EXERCISE
Range to output from the entries below: the line containing "Annotation task — tag the logo" through the line containing "Target: green bush". Set it down exactly, ends included, nothing else.

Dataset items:
########

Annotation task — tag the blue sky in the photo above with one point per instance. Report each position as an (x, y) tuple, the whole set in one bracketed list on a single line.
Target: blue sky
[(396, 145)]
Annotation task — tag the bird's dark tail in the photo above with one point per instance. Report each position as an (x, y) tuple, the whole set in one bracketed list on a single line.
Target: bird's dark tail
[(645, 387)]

########

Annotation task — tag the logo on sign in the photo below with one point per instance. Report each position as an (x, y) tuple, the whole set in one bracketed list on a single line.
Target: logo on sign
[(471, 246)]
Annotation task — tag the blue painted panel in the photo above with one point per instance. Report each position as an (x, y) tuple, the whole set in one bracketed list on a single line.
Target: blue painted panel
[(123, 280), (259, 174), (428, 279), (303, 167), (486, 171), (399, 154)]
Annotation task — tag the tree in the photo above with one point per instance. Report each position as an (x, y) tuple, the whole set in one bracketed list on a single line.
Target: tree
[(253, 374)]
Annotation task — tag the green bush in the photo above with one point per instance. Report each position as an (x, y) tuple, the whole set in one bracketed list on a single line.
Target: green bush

########

ANSWER TO THIS PROBLEM
Annotation task — tag the logo on sign in the photo below with one point per instance. Report each position as an (x, y) tuple, the whole set in one bracketed list on a single line.
Target: logo on sign
[(471, 246)]
Annotation task — tag the blue painted panel in the photo above with one point per instance. Report each position as an (x, y) tuple, the whole set in one bracketed list on a single line.
Target: blue painted panel
[(123, 280), (259, 174), (428, 279), (303, 167), (486, 171), (399, 154)]
Annotation task — tag the tree in the photo above with one point per instance. Report each position as an (x, y) tuple, the whole set in one bracketed list on a single line.
Target: tree
[(253, 374)]
Annotation task — tag the green bush in the photo above with one point per instance. Report each position as an (x, y) tuple, the whole set in one bracketed list on a single line.
Target: green bush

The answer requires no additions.